• **Objectif**
Substituez « lamp post » à « street lamp » dans les lignes qui vont de celle contenant « Look at the photograph above. For each instance of the street » jusqu'à celle contenant « Target: street lamp », incluse, puis recopiez-les sans rien modifier d'autre.

• **Données à utiliser**
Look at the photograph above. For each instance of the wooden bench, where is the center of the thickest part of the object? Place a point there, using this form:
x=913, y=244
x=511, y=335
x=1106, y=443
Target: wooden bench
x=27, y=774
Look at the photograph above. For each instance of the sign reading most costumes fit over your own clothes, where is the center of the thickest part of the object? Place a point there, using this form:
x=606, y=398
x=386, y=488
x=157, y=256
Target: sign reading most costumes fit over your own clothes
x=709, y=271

---

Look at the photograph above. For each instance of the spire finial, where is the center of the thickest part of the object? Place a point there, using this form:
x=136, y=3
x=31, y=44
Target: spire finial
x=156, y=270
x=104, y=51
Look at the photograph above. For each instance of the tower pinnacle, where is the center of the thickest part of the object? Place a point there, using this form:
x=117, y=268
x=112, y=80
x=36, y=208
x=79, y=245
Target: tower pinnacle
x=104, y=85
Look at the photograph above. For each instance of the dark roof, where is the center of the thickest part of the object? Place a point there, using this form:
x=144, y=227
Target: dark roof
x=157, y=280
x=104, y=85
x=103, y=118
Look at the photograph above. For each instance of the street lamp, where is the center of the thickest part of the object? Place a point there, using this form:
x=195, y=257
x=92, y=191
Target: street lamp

---

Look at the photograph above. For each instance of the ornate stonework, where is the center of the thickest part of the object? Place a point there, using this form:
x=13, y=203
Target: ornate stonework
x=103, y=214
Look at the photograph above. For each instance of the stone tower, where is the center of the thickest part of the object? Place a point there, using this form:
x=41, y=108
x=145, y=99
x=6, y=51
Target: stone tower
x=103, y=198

• **Corrigé**
Look at the photograph above. For each instance of the lamp post, where is the center of the thickest part of the object? Place a point there, using this form:
x=195, y=257
x=92, y=191
Target: lamp post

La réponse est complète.